Vereiste handelingen ▸
[A] Schrijf in de tekst uit Jesaja 14 het stuk van "Jesaja 14 –" tot en met "zijn vijanden heersen!" opnieuw op en verwissel daarbij "Here" voor "Heer".
[B] Beantwoord de volgende vragen over de tekst uit Jesaja 14.
(i) Welke verzen van Jesaja 14 worden bovenaan vermeld?
(ii) Welk kopje staat boven vers 1?
(iii) Over wie zal Israël volgens vers 2 heersen?

Aangeleverde tekst ▸
- - - -
Jesaja 14 – HTB & NIV

Het Boek

Jesaja 14:1-32

God ontfermt Zich over de Israëlieten

1Maar de Here zal Zich over de Israëlieten ontfermen, zij zijn nog steeds het volk dat Hij heeft uitgekozen. Hij zal hen terugbrengen en zij zullen zich weer in het land Israël vestigen. Mensen van vele nationaliteiten zullen zich bij hen voegen en hun bondgenoten zijn. 2De volken van de wereld zullen hen helpen bij hun terugkeer en zij die in hun land komen wonen, zullen hen dienen. Door hen tot slaven te maken, zal Israël niet langer in slavernij verkeren, Israël zal over zijn vijanden heersen!
- - - -
Gegeven informatie ▸
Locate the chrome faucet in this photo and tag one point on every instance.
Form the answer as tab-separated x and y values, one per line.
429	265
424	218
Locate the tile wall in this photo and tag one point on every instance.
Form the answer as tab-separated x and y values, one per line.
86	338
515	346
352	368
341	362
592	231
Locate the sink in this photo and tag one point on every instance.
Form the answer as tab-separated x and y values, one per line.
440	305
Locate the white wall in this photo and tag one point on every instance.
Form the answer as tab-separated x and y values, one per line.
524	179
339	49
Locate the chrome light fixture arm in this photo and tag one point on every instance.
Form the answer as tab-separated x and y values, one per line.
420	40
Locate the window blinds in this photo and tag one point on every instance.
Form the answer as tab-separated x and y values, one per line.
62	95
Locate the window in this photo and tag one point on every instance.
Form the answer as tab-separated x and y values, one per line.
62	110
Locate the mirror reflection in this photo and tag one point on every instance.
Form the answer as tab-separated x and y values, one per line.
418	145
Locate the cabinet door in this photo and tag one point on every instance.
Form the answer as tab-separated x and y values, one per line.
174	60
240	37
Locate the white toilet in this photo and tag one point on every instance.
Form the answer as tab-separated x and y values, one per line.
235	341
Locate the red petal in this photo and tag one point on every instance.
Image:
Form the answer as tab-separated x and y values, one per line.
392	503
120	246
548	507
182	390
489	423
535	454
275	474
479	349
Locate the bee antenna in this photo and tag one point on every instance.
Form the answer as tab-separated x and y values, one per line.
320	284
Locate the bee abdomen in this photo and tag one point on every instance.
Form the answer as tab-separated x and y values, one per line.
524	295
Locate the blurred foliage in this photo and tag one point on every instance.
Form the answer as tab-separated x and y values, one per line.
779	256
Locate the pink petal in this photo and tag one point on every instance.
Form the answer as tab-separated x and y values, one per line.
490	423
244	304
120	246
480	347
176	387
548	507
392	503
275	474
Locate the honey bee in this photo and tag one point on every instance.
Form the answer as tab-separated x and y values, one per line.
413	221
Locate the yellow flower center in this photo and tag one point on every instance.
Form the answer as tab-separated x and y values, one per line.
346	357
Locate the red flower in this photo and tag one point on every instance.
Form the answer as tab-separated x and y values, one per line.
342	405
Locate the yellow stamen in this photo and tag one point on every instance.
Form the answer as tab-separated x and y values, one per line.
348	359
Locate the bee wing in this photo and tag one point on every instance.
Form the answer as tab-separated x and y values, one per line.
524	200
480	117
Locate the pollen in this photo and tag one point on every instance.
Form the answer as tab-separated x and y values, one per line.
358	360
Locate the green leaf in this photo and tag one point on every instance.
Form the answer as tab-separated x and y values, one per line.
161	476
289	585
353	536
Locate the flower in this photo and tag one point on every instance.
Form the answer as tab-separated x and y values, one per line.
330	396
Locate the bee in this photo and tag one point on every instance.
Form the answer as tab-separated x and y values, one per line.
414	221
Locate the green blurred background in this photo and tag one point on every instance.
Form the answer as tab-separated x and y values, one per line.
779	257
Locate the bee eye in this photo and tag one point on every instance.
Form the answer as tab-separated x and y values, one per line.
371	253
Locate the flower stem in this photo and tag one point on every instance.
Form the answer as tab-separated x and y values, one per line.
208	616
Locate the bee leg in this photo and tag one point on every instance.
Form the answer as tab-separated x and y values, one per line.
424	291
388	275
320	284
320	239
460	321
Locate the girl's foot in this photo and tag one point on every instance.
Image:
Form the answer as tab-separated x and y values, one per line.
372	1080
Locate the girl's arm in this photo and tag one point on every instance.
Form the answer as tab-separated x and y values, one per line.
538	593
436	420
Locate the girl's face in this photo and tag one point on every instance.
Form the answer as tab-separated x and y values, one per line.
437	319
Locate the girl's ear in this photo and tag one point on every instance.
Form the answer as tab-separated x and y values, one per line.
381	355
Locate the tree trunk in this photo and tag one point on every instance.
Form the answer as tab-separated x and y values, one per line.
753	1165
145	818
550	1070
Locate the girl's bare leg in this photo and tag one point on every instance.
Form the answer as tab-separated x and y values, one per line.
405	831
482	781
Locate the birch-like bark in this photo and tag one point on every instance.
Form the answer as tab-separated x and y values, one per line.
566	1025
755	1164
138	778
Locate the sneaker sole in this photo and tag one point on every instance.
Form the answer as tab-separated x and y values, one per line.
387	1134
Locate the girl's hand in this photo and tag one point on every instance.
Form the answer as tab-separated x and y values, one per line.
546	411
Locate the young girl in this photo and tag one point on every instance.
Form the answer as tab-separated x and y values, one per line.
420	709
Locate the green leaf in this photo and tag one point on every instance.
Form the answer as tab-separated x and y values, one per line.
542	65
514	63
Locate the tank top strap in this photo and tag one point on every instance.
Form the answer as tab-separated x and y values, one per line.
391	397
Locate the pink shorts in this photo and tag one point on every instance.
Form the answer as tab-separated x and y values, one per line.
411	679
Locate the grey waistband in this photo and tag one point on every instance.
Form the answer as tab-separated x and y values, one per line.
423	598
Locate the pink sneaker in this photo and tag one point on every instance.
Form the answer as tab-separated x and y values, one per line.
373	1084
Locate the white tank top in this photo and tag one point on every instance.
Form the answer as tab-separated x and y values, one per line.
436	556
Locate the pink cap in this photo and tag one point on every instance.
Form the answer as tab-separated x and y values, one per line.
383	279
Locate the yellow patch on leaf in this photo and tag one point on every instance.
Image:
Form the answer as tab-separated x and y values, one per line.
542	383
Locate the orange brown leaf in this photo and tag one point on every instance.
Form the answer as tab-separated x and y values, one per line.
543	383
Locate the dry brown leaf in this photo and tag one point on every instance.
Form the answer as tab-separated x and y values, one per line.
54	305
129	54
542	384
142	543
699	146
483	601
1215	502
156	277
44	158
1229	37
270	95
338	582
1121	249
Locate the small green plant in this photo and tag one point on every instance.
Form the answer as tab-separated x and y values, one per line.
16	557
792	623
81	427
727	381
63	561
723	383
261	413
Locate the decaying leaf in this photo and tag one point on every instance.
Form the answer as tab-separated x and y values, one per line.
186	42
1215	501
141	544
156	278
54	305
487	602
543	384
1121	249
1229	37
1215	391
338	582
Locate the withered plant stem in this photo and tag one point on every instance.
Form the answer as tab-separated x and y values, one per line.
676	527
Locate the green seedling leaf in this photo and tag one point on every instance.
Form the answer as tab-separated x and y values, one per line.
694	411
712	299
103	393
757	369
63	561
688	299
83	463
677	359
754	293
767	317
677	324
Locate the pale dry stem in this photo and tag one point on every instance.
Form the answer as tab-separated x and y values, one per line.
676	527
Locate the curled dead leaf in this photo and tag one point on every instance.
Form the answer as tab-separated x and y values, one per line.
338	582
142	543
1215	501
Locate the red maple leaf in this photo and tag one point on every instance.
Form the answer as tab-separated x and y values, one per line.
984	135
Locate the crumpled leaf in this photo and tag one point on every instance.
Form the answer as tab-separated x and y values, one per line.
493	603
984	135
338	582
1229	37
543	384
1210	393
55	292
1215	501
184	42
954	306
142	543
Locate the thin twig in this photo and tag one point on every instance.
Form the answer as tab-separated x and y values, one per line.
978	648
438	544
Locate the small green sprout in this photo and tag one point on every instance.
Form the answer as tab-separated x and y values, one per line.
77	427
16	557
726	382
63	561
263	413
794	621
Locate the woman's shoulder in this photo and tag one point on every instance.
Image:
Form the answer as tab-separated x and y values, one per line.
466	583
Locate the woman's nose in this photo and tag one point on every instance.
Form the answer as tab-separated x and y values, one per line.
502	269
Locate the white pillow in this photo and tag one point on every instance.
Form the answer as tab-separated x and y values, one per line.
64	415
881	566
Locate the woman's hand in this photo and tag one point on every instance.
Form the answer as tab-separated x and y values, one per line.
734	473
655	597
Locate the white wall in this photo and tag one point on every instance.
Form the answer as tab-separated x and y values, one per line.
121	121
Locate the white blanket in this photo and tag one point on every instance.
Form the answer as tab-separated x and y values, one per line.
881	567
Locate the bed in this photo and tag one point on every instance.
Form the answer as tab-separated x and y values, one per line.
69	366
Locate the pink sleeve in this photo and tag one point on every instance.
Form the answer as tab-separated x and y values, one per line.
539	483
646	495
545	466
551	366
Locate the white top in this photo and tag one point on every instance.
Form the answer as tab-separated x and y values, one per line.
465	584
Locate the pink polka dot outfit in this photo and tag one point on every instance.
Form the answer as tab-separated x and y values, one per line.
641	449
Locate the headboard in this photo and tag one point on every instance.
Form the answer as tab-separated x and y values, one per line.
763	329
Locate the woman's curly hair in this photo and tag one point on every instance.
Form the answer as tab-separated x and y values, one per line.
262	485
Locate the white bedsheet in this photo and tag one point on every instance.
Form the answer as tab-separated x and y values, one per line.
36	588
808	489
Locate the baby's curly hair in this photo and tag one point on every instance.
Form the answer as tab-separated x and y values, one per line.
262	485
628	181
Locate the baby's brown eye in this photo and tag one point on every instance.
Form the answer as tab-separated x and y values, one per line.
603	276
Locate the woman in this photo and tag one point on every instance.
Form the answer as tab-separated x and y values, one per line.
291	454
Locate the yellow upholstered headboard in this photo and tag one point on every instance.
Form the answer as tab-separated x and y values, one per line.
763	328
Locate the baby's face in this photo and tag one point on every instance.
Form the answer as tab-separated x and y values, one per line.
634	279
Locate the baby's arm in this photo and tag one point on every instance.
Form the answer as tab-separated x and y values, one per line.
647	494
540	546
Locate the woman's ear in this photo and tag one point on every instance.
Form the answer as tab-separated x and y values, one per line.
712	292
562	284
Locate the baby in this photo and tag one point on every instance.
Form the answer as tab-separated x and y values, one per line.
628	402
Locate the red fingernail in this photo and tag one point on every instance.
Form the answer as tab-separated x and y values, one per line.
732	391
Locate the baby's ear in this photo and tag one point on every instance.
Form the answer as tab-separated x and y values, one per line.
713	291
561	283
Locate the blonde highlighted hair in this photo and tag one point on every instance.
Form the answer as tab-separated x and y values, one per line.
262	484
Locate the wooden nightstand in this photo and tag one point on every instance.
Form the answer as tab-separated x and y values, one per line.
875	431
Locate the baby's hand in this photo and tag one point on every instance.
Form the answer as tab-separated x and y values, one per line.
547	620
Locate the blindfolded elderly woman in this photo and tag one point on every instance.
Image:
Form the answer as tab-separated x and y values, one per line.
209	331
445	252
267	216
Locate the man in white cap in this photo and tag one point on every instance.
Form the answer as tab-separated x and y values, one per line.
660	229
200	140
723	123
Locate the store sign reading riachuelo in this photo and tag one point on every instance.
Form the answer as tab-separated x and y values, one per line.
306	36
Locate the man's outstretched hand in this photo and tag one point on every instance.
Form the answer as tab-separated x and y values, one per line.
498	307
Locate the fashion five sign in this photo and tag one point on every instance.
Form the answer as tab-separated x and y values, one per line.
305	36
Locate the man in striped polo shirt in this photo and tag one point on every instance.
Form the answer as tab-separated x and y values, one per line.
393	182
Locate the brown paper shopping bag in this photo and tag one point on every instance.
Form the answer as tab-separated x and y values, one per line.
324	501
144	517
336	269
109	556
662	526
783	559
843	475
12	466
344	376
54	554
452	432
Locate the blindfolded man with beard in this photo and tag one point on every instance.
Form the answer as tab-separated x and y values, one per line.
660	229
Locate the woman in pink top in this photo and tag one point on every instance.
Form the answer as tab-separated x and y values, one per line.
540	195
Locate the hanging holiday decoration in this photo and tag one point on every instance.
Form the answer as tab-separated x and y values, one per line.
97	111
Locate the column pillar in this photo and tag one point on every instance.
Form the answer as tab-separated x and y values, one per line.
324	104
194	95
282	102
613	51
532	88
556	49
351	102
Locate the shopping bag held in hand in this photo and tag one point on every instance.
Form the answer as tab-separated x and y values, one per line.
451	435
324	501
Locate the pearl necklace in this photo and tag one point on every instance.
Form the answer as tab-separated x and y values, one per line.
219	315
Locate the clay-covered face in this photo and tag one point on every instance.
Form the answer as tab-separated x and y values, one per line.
- - - -
Gegeven antwoorden ▸
[A]
Jesaja 14 – HTB & NIV

Het Boek

Jesaja 14:1-32

God ontfermt Zich over de Israëlieten

1Maar de Heer zal Zich over de Israëlieten ontfermen, zij zijn nog steeds het volk dat Hij heeft uitgekozen. Hij zal hen terugbrengen en zij zullen zich weer in het land Israël vestigen. Mensen van vele nationaliteiten zullen zich bij hen voegen en hun bondgenoten zijn. 2De volken van de wereld zullen hen helpen bij hun terugkeer en zij die in hun land komen wonen, zullen hen dienen. Door hen tot slaven te maken, zal Israël niet langer in slavernij verkeren, Israël zal over zijn vijanden heersen!

[B]
(i) Jesaja 14:1-32.
(ii) "God ontfermt Zich over de Israëlieten".
(iii) Over zijn vijanden.